### Consigne
Poursuivez l'extrait sur Chatterton d'Alfred de Vigny et Marie Dorval à partir de l'endroit où il s'interrompt.

### Extrait
------------------------------------------------------------

Chatterton Alfred de Vigny

Une actrice et une pièce indissociables : Marie Dorval et Chatterton. Après avoir parlé de la biographie de cette comédienne
Marie Dorval dans Chatterton

 Marie Dorval 1 les débuts

Marie Dorval 2 vers 1830, premiers succès et entourage:  Vigny Sand

Marie Dorval 3 les années 1830-1840, la comédie française, les tournées en province, Angelo, Hernani, Cosima...

Marie Dorval 4, après 1843, les derniers rôles, la famille, les dernières tournées, la fin de sa vie

 et avant de consacrer un article à son succès dans le rôle de Kitty Bell, un bref retour sur ce drame romantique.
Critique de la société qui rejette le poète et ne lui vient pas en aide, drame intime du poète incompris, mais aussi, et de façon plus surprenante,  revendication féministe autour du personnage de Kitty Bell, exploitée et  terrorisée par son mari "De frayeur en frayeur, tu passeras ta vie d'esclave. Peur de ton père d'abord, peur de ton mari un jour, jusqu'à la délivrance" , Chatterton fut joué pour la première fois en 1835 à la Comédie Française.

Vigny avait d'abord raconté l'histoire de Chatterton en 1831 dans Stello, et c'est pour offrir un rôle à Marie Dorval, sa maîtresse, qu'il repris ce texte et le transforma pour la scène. D'abord interdit pour cause d'immoralité, il fallu l'appui du duc d’Orléans et de la Reine Amélie puis de Louis-Philippe lui-même  (enfin ça, c'est ce qu'a retenu la légende, historiquement, on sait que ce fût compliqué mais les détails n'ont pas laissé de traces), pour que Vigny parvienne à le faire jouer au théâtre français en 1835 avec Marie Dorval dans le rôle de Kitty Bell  

E.Coupy "Cette soirée mémorable du 12 février 1835, date de création de Chatterton au théâtre français, qu'Alfred de Vigny appelait avec une grande fierté "ma soirée", est demeuré, avec celles d'Antony et d'Hernani, l'une des dates les plus retentissantes de l'histoire du romantisme au théâtre, la plus retentissante peut-être. Cette fois, le romantisme ne portait pas à la scène une formule dramatique nouvelle. Au contraire, Chatterton formait un contraste sévère avec les compositions d'Alexandre Dumas et de Victor Hugo. Il n'y avait là ni profusion de personnages, ni recherche de décors, ni étalages d'oripeaux : une action simple et les acteurs strictement nécessaires. Mais le héros de l'histoire était le poète romantique lui-même, et la théorie romantique de la mission sacrée du poète y était, pour la première fois, publiquement exposée et défendue.

------------------------------------------------------------

Données enregistrées:

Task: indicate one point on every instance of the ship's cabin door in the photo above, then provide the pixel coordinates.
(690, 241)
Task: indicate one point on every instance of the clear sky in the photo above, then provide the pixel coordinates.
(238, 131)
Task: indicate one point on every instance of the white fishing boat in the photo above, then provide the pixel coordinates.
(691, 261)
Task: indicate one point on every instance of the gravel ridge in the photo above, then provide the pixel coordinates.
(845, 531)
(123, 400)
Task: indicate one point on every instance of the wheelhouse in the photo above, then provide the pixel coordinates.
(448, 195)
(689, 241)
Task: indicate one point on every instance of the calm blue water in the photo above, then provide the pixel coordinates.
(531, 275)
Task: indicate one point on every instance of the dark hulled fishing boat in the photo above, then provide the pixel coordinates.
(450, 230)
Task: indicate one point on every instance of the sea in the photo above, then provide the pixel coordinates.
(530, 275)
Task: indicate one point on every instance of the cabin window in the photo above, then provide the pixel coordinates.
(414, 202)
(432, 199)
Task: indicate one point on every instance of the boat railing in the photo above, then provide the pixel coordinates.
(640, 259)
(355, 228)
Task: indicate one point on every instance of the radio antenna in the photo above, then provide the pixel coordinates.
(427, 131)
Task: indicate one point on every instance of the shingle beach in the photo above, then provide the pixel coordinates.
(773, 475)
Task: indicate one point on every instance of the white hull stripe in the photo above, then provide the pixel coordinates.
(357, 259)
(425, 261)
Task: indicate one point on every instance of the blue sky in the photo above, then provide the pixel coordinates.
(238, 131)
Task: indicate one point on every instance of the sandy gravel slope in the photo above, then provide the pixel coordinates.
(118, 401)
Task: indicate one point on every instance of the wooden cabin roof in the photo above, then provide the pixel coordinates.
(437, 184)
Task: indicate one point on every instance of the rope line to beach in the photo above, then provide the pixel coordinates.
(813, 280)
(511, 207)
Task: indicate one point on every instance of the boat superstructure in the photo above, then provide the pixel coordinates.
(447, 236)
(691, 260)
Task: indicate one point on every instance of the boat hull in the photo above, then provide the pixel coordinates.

------------------------------------------------------------

### Réponse proposée
La réussite de Chatterton est un triomphe pour Vigny et pour Dorval. L'émotion romantique atteint son paroxysme lors de la soirée de la première (j'y reviendrai dans mon prochain article), Chatterton est l'un des plus grands succès du romantisme au théâtre, il ne doit rien à la provocation ou la cabale comme Hernani, il doit tout à son auteur et aux acteurs qui l'ont magnifié.  Et puis le romantisme est le sujet même de cette pièce. Vigny y va à l'essentiel : simplicité de l'intrigue, dépouillement, intériorité, efficacité du silence plutôt qu'étalage de la passion.

Préface de Chatterton  par Alfred de vigny

c’est, ce me semble, le temps du DRAME DE LA PENSÉE.
Une idée qui est l’examen d’une blessure de l’âme devait avoir dans sa  forme l’unité la plus complète, la simplicité la plus sévère. S’il existait une intrigue moins compliquée que celle-ci, je la choisirais. L’action matérielle est assez peu de chose pourtant. Je ne crois pas que personne la réduise à une plus simple expression que moi-même je ne le vais faire : 

— C’est l’histoire d’un homme qui a écrit une lettre le  matin, et qui attend la réponse jusqu’au soir; elle arrive, et le tue.  Mais ici l’action morale est tout. L’action est dans cette âme livrée à de noires tempêtes; elle est dans les coeurs de cette jeune femme et de ce vieillard qui assistent à la tourmente, cherchant en vain à retarder le naufrage, et luttent contre un ciel et une mer si terribles que le bien est impuissant, et entraîné lui-même dans le désastre inévitable.
J’ai voulu montrer l’homme spiritualiste étouffé par une société matérialiste, où le calculateur avare exploite sans pitié l’intelligence et le  travail. Je n’ai point prétendu justifier les actes désespérés des
 malheureux, mais protester contre l’indifférence qui les y contraint.
 Y a-t-il un autre moyen de toucher la société que de lui montrer la torture de ses victimes ?


Le début de Chatterton

ACTE PREMIER
La scène représente un vaste appartement; arrière‑boutique opulente et confortable de la maison de John Bell. A gauche du spectateur, une cheminée pleine de charbon de terre allumé. A droite, la porte de la chambre à coucher de Kitty Bell. Au fond, une grande porte vitrée : à travers les petits carreaux on aperçoit une riche boutique; un grand escalier tournant conduit à plusieurs portes étroites et sombres, parmi lesquelles se trouve la porte de la petite chambre de Chatterton.
Le Quaker lit dans un coin de la chambre, à gauche du spectateur. A droite est assise Kitty Bell; à ses pieds un enfant assis sur un tabouret; une jeune fille debout à cité d'elle.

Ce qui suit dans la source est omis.